• Rohdaten:
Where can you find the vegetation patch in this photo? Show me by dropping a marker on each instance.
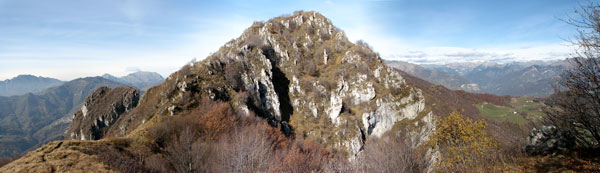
(520, 111)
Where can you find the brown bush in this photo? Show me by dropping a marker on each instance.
(246, 150)
(394, 154)
(121, 160)
(189, 153)
(302, 156)
(216, 122)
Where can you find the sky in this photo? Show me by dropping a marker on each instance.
(68, 39)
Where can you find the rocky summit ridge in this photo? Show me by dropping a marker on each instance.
(299, 73)
(100, 110)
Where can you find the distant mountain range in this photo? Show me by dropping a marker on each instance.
(45, 112)
(32, 119)
(24, 84)
(140, 80)
(531, 78)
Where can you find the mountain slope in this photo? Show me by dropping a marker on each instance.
(140, 80)
(100, 110)
(23, 84)
(298, 73)
(450, 80)
(33, 119)
(531, 78)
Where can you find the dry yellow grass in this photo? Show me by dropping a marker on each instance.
(60, 156)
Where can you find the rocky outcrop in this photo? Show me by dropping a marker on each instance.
(100, 110)
(299, 73)
(548, 140)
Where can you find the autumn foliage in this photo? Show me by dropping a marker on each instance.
(462, 143)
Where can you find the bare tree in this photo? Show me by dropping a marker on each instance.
(393, 154)
(188, 154)
(576, 104)
(247, 150)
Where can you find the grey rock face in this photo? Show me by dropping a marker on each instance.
(548, 140)
(100, 110)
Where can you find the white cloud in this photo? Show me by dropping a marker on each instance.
(501, 54)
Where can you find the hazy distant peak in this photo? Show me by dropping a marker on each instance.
(140, 79)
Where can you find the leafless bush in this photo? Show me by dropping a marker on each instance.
(189, 153)
(247, 150)
(576, 104)
(302, 156)
(394, 154)
(120, 160)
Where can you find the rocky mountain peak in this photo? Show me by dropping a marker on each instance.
(100, 110)
(301, 74)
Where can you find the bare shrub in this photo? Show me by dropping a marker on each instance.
(576, 104)
(121, 160)
(392, 154)
(188, 153)
(463, 143)
(302, 156)
(246, 150)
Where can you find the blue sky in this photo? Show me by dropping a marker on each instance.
(67, 39)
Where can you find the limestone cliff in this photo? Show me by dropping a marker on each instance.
(299, 73)
(100, 110)
(302, 74)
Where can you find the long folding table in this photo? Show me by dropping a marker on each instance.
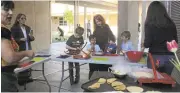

• AUFGABE:
Wandle alle Zeilen der Auflistung in eine JSON-Liste aus Strings um, einen Eintrag pro Zeile und ohne Leerzeilen. Die Bildplatzhalter kommen nicht mit hinein.

• LÖSUNG:
[
  "Where can you find the vegetation patch in this photo? Show me by dropping a marker on each instance.",
  "(520, 111)",
  "Where can you find the brown bush in this photo? Show me by dropping a marker on each instance.",
  "(246, 150)",
  "(394, 154)",
  "(121, 160)",
  "(189, 153)",
  "(302, 156)",
  "(216, 122)",
  "Where can you find the sky in this photo? Show me by dropping a marker on each instance.",
  "(68, 39)",
  "Where can you find the rocky summit ridge in this photo? Show me by dropping a marker on each instance.",
  "(299, 73)",
  "(100, 110)",
  "Where can you find the distant mountain range in this photo? Show me by dropping a marker on each instance.",
  "(45, 112)",
  "(32, 119)",
  "(24, 84)",
  "(140, 80)",
  "(531, 78)",
  "Where can you find the mountain slope in this photo? Show me by dropping a marker on each instance.",
  "(140, 80)",
  "(100, 110)",
  "(23, 84)",
  "(298, 73)",
  "(450, 80)",
  "(33, 119)",
  "(531, 78)",
  "Where can you find the dry yellow grass in this photo? Show me by dropping a marker on each instance.",
  "(60, 156)",
  "Where can you find the rocky outcrop in this photo? Show me by dropping a marker on each instance.",
  "(100, 110)",
  "(299, 73)",
  "(548, 140)",
  "Where can you find the autumn foliage in this photo? Show me by dropping a marker on each instance.",
  "(462, 143)",
  "Where can you find the bare tree in this photo? Show me by dropping a marker on each instance.",
  "(393, 154)",
  "(188, 154)",
  "(576, 104)",
  "(247, 150)",
  "Where can you find the grey rock face in this photo? Show me by dropping a marker on each instance.",
  "(548, 140)",
  "(100, 110)",
  "Where can you find the white cloud in this photo? Show me by dropping a marker on each instance.",
  "(501, 54)",
  "Where can you find the hazy distant peak in this photo? Show me by dropping a marker on each instance.",
  "(140, 79)",
  "Where can you find the leafless bush in this photo? Show me by dropping a marker on each instance.",
  "(189, 153)",
  "(247, 150)",
  "(576, 104)",
  "(302, 156)",
  "(394, 154)",
  "(120, 160)",
  "Where can you find the rocky mountain peak in this photo? Show me by dropping a marker on each instance.",
  "(100, 110)",
  "(301, 74)",
  "Where can you find the bare shrub in this photo? Show me by dropping a marker on each instance.",
  "(576, 104)",
  "(121, 160)",
  "(392, 154)",
  "(188, 153)",
  "(463, 143)",
  "(302, 156)",
  "(246, 150)",
  "Where can you find the blue sky in this photo? Show me by dropping a marker on each instance.",
  "(67, 39)",
  "Where can you find the limestone cliff in this photo? Show me by dropping a marker on each instance.",
  "(299, 73)",
  "(100, 110)",
  "(302, 74)",
  "Where can you find the long folding table in this photo? Show me by dropping a marker on each instance."
]